• [Your task]: Nothing in the records may change. Print them all again.

• [Exercise input]:
######
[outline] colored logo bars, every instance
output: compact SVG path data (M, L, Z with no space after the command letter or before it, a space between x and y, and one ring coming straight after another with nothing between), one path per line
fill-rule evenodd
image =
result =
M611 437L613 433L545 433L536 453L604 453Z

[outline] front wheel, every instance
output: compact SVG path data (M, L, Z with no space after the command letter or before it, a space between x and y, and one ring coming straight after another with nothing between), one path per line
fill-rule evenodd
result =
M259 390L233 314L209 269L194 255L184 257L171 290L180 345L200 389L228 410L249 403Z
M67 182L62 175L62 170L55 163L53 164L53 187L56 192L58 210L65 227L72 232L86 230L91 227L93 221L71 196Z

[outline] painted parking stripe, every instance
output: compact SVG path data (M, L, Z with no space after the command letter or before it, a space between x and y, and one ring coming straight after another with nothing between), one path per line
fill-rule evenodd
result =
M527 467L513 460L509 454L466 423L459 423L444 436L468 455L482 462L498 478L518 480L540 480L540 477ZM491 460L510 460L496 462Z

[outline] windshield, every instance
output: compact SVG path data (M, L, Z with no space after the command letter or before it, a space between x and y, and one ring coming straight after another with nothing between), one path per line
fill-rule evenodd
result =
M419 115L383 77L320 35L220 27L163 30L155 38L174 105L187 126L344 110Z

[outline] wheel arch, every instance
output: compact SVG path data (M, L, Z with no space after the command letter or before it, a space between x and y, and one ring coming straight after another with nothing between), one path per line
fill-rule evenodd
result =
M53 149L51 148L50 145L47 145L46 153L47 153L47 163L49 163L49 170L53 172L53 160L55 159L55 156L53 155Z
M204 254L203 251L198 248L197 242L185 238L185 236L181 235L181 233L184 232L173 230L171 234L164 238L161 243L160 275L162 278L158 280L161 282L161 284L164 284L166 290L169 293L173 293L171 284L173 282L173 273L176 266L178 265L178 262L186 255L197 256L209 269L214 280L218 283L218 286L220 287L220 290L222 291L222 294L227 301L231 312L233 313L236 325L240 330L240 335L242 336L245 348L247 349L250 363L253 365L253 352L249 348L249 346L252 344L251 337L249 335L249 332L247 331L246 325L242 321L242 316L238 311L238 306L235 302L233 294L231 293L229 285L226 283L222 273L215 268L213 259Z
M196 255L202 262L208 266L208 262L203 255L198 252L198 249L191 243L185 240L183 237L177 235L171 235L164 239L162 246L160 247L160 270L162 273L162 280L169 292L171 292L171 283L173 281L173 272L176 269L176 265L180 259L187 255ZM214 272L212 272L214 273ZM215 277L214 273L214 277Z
######
• [Solved problem]:
[outline] colored logo bars, every instance
output: compact SVG path data (M, L, Z with no space after the command letter or before it, a space between x and y, and one ring coming straight after another with nothing between), one path per line
fill-rule evenodd
image =
result =
M611 437L613 433L545 433L536 453L604 453Z

[outline] front wheel, every instance
output: compact SVG path data (M, L, Z with no space after the command letter or before it, a space between x and y, and one ring coming straight after another with nothing between), one path per line
fill-rule evenodd
result =
M259 390L233 314L209 269L194 255L184 257L171 290L180 345L200 389L228 410L249 403Z
M67 182L62 175L62 170L55 163L53 164L53 187L56 192L58 210L65 227L72 232L86 230L91 227L93 221L71 196Z

[outline] painted parking stripe, every instance
output: compact SVG path data (M, L, Z with no space after the command letter or before it, a space between x and y, and one ring coming straight after another with nothing between), one path per line
fill-rule evenodd
result =
M527 467L513 460L509 454L466 423L459 423L444 436L468 455L482 462L498 478L518 480L540 480L540 477ZM491 460L510 460L496 462Z

[outline] windshield, every instance
output: compact SVG path data (M, L, Z with no space after the command letter or before it, a space between x and y, and one ring coming straight after another with nothing between), one path per line
fill-rule evenodd
result =
M419 115L383 77L320 35L220 27L163 30L155 38L174 105L187 126L344 110Z

[outline] wheel arch, every instance
output: compact SVG path data (M, L, Z with no space after the command letter or before it, a space between x and y, and one ring coming straight after another with nothing between), one path per line
fill-rule evenodd
result =
M53 149L51 148L50 145L47 145L46 153L47 153L47 163L49 163L49 170L53 172L53 160L55 159L55 156L53 155Z
M204 254L203 251L198 248L197 242L185 238L185 236L181 235L181 233L184 232L173 230L171 234L164 238L161 243L160 275L162 278L158 280L161 282L161 284L164 284L166 290L169 293L173 293L171 284L173 282L173 273L176 266L178 265L178 262L186 255L197 256L209 269L214 280L218 283L218 286L220 287L220 290L222 291L222 294L227 301L231 312L233 313L236 325L240 330L240 335L242 336L245 348L247 349L250 363L253 365L253 352L249 348L249 346L252 344L251 337L249 335L249 332L247 331L246 325L242 321L242 316L238 311L238 306L235 302L233 294L231 293L229 285L226 283L222 273L215 268L213 259Z
M196 255L202 262L208 266L208 262L203 255L198 252L198 249L191 243L185 240L183 237L177 235L171 235L164 239L162 246L160 247L160 270L162 273L162 280L169 292L171 292L171 283L173 281L173 272L176 269L176 265L180 259L187 255ZM214 272L212 272L214 273ZM215 277L214 273L214 277Z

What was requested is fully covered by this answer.